### SELECTED EXTRACT
___

An Open Letter to Rod Dreher Concerning the Recent Events at Duke Divinity School

The following is an open letter to Rod Dreher, concerning his comments on the “public” letter of Paul Griffiths, Faculty of Theology at Duke Divinity School. Both Griffiths’ letter and Dreher’s comments may be found at the following addresses: http://www.theamericanconservative.com/dreher/paul-griffiths-duke-divinity-school-sjw/ and http://www.theamericanconservative.com/dreher/update-duke-divinity-crisis/

 

Dear Mr. Dreher,

I love you, I really do. I think you’ve done some great work. Your book on Dante is passionate and delightful, and I think I might be one of the only students at Duke Divinity School (DDS) who thinks you’re onto something with the Benedict Option. Your ability to see the richness of the Christian tradition, as well as the Western Tradition more broadly, is lovely, and (in my humble opinion) much needed in a culture that seems increasingly ungrounded. And so, I say this as one “conservative” to another, and with great honesty and earnestness: Please stay out of the life of my Divinity School.

I’ll be the first to admit that DDS has its problems. In fact, I complain about them regularly (to the point that it may prove my friend Hunter’s accusation that “bitching” is one of my spiritual gifts). However, one key difference separates my critiques from yours, and as it often turns out, the subtle difference happens to make all the difference. Namely, I critique DDS as one of its own, and you do not. You, quite simply, have no jurisdiction in these matters.

___

### WRITTEN EXERCISE A
List every person the open letter mentions by name.

(Items listed in a dataset)
___

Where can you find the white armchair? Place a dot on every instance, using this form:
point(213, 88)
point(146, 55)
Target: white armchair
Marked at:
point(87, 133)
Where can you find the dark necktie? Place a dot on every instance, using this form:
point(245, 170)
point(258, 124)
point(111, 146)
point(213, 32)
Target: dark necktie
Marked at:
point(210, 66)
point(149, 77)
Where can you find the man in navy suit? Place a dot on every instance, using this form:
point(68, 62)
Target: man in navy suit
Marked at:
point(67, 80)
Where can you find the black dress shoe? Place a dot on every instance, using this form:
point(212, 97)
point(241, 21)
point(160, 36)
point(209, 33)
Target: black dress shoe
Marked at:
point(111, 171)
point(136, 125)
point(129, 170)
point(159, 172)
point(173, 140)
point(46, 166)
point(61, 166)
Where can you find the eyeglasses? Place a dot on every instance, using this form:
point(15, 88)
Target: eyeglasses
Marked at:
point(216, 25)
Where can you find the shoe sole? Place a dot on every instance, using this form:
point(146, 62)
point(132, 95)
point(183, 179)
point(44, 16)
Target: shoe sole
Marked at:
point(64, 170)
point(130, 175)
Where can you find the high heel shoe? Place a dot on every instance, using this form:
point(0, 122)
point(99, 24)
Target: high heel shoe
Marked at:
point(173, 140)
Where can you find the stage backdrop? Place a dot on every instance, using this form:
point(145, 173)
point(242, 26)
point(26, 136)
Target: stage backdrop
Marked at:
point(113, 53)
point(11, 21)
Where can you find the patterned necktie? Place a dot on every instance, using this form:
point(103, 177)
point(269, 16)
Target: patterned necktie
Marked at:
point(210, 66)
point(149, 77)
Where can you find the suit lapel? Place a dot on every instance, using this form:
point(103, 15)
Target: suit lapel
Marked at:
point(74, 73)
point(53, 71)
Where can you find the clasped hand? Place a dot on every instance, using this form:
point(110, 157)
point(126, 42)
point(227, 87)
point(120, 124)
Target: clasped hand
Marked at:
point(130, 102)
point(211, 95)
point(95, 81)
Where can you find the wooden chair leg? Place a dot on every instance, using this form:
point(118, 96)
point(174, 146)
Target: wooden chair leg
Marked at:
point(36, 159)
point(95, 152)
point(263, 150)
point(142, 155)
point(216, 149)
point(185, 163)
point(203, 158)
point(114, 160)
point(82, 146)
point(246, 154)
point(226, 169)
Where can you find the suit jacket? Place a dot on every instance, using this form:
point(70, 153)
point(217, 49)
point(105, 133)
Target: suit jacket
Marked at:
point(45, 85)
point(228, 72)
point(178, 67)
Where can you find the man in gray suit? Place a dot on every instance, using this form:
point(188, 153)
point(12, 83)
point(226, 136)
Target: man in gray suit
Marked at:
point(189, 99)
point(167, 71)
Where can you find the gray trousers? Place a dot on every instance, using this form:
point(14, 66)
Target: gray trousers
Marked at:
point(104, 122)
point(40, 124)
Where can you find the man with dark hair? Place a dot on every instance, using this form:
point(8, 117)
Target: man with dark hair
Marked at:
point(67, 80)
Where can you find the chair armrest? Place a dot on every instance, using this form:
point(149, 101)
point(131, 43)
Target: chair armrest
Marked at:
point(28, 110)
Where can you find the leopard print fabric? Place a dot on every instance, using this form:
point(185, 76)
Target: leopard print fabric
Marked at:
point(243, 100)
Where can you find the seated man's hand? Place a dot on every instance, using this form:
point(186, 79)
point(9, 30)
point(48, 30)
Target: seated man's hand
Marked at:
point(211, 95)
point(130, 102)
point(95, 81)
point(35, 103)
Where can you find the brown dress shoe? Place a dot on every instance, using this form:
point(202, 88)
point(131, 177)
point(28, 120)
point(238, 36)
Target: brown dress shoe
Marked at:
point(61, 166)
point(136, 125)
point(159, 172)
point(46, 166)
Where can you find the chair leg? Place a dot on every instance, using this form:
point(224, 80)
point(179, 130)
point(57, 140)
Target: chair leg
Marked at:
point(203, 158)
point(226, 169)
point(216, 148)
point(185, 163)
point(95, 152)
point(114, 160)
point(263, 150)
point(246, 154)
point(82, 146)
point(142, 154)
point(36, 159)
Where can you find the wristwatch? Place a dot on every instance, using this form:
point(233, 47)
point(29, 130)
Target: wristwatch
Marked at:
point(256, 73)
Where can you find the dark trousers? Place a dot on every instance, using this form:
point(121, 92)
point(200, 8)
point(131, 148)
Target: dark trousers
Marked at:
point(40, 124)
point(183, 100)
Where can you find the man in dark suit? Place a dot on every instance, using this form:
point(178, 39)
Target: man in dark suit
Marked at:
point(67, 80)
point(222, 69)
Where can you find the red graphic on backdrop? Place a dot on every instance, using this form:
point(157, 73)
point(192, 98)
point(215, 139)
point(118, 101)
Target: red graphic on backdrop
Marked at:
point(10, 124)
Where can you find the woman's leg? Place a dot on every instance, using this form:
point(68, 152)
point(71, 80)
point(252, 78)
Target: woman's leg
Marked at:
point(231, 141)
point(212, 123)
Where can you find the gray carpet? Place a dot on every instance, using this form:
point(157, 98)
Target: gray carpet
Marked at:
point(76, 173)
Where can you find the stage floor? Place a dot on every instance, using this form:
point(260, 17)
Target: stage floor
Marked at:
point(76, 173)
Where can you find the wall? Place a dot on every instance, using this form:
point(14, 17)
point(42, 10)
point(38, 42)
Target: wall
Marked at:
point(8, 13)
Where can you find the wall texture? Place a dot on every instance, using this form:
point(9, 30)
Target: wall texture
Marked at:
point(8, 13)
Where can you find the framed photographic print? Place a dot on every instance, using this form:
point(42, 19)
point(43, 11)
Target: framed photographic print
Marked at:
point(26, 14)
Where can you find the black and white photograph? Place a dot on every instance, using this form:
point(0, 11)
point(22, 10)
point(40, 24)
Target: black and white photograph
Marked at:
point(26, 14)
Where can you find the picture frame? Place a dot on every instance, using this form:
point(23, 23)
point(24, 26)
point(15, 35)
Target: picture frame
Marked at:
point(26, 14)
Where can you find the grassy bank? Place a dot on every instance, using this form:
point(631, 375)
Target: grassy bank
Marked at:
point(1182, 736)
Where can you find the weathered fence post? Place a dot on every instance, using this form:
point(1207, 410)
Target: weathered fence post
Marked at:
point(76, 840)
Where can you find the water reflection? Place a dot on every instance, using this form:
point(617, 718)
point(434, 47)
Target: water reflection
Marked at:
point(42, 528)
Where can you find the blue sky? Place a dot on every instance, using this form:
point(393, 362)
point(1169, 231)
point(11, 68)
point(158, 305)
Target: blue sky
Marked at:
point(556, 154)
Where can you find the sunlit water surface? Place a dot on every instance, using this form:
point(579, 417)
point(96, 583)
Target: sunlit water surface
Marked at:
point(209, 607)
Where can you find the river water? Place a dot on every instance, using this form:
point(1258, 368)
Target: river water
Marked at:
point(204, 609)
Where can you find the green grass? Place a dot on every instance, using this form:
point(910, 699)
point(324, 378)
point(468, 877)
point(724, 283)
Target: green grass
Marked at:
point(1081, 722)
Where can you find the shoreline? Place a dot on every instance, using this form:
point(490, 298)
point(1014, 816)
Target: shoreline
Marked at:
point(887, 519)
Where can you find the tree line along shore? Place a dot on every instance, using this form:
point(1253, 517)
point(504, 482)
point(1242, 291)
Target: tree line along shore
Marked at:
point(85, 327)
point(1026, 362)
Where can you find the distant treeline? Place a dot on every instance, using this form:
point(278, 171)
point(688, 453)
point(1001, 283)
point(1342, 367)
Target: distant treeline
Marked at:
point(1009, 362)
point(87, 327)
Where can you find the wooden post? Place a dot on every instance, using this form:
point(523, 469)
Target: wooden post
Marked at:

___

### WRITTEN EXERCISE B
Please output, as a numbered list without blank lines, the part of the rows that opens with the line containing "Where can you find the leopard" and closes with the line containing "point(243, 100)", both of those lines included.

### COMPLETE OUTPUT A
Rod Dreher, Paul Griffiths, Dante, Hunter

### COMPLETE OUTPUT B
1. Where can you find the leopard print fabric? Place a dot on every instance, using this form:
2. point(185, 76)
3. Target: leopard print fabric
4. Marked at:
5. point(243, 100)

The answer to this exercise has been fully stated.